• **Text passage**
Rep. Jared Golden, D-Maine, who did not vote for Pelosi in 2019, voted for Sen. Tammy Duckworth, D-Ill., and Rep. Conor Lamb, D-Pa., who also did not vote for Pelosi previously, cast his vote for Rep. Hakeem Jeffries, who is widely expected to take the speakership after Pelosi's departure.
Three other Democrats voted “present”: Reps. Mikie Sherrill of New Jersey, Elissa Slotkin of Michigan, and Abigail Spanberger of Virginia.
Despite the defections, Pelosi was able to muster a narrow victory with 216 votes, compared with Minority Leader Kevin McCarthy, R-Calif., scoring 209 votes with no defections.
As the gavel went down and Pelosi was named speaker for a fourth term, House Democrats rose to their feet and applauded the California Democrat. McCarthy later presided over the chamber as he officially handed the wooden gavel to Pelosi, telling the California Democrat and fellow members of the body that "a House distracted cannot govern" and urged her to remember all voices need to be heard and listened to as a new Congress begins.
Pelosi waved the gavel in the air after McCarthy presented it to her and Democrats cheered in the chamber.
In her speech, Pelosi reflected on the last several years, the challenge COVID-19 has posed and the House's priorities in a Biden administration.
"Now is certainly a time for our nation to heal," Pelosi said on the new Congress. "Our most urgent priority will continue to be defeating the coronavirus and defeat it we will."

• **Dataset entries**
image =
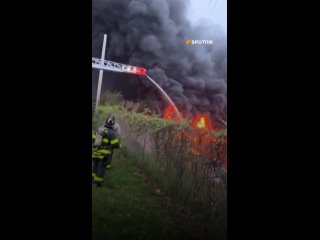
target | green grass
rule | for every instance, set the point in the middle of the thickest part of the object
(131, 209)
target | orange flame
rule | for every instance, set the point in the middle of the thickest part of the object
(202, 121)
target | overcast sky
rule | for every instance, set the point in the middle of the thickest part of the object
(212, 10)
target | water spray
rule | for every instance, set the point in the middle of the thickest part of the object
(119, 67)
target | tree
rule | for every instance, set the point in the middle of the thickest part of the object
(111, 98)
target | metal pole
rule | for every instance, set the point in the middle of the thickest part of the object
(101, 71)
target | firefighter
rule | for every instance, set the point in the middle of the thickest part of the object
(105, 140)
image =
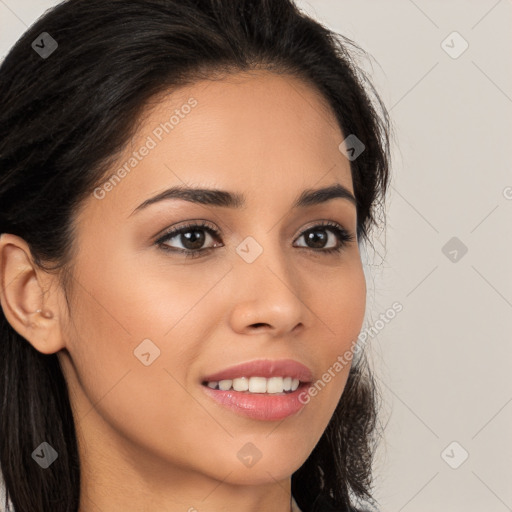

• **Work request 1**
Answer these questions using the text about the speaker vote.
(a) How many votes did Pelosi receive?
(b) Which three Democrats voted "present"?
(c) What did McCarthy say "a House distracted" cannot do?
• **Work request 2**
Translate this sentence from the text about the speaker vote into Spanish: "Pelosi waved the gavel in the air after McCarthy presented it to her and Democrats cheered in the chamber."

• **Result 1**
(a) 216
(b) Mikie Sherrill, Elissa Slotkin, and Abigail Spanberger
(c) Govern

• **Result 2**
Pelosi agitó el mazo en el aire después de que McCarthy se lo entregara, y los demócratas vitorearon en la cámara.